▶ [Requirements]
Copy out each of the lines below word for word, leaving out the pictures.
▼
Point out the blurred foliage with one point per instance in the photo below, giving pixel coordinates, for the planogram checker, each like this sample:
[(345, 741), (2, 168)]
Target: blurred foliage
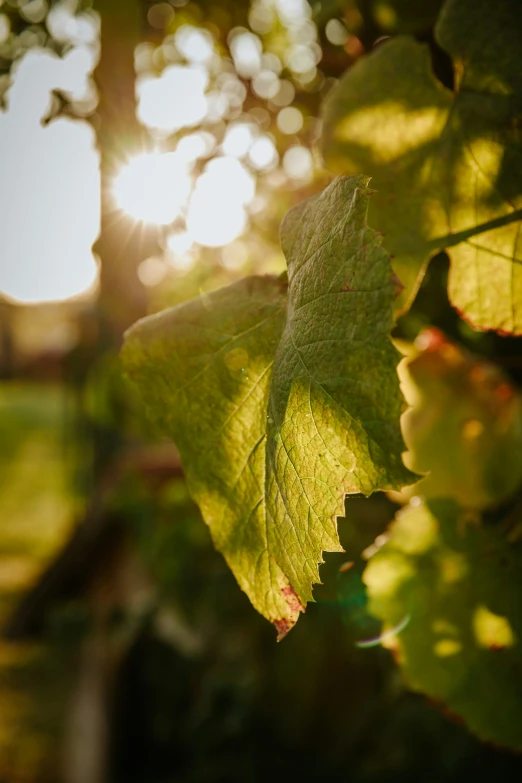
[(36, 511), (457, 585), (464, 428), (445, 163)]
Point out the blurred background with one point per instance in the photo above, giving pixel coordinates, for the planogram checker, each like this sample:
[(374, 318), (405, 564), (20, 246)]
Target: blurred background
[(148, 152)]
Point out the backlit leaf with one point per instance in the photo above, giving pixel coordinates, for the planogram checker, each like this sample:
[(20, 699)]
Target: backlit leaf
[(447, 165), (281, 402)]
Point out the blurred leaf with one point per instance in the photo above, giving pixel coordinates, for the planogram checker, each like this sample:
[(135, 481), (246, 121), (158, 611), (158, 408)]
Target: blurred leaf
[(458, 586), (447, 166), (465, 426), (405, 16), (269, 460)]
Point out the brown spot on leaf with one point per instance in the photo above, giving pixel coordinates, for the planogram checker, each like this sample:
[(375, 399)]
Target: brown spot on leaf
[(282, 628), (399, 287), (292, 599)]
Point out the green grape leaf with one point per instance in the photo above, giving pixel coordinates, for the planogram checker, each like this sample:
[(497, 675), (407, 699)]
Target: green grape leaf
[(281, 402), (464, 426), (453, 590), (447, 165)]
▲
▶ [Complete answer]
Point out the blurred foliage with one point per instance in the photo below, giving pixel coordinates, for the planogram checker, each like this sample:
[(345, 741), (2, 168)]
Target: blurred foliage
[(36, 511), (457, 585), (464, 428), (445, 163)]
Point out the blurred background with one point per instance in the photo above, giving pixel coordinates, for the planogram checker, each like this sample:
[(374, 318), (405, 564), (20, 246)]
Target: blurred background
[(148, 152)]
Point out the backlit leaf with one point per instance in the photo above, giving pixel coordinates, for the planogram checker, each like this sample:
[(20, 699)]
Target: backlit leaf
[(447, 165), (281, 402)]
Point out the blurred leaf with one point per instance in the photo above, giving pixel coordinates, for the planogram checker, each like this sample:
[(135, 481), (246, 121), (158, 611), (158, 408)]
Target: blurred leaf
[(458, 586), (447, 166), (465, 426), (405, 16), (269, 460)]
Point out the brown spot on leaf with one point per instance in the photo above, giving pixel coordinates, for the planogram checker, each like this sample:
[(375, 399)]
Target: brown spot on leaf
[(282, 628), (399, 287), (292, 599)]
Point out the green grape leaf with one point per instance in the photo above, giving pixel coordinates, for the planogram checker, each like this sample:
[(497, 675), (407, 699)]
Target: green grape leaf
[(281, 402), (464, 426), (453, 590), (447, 165)]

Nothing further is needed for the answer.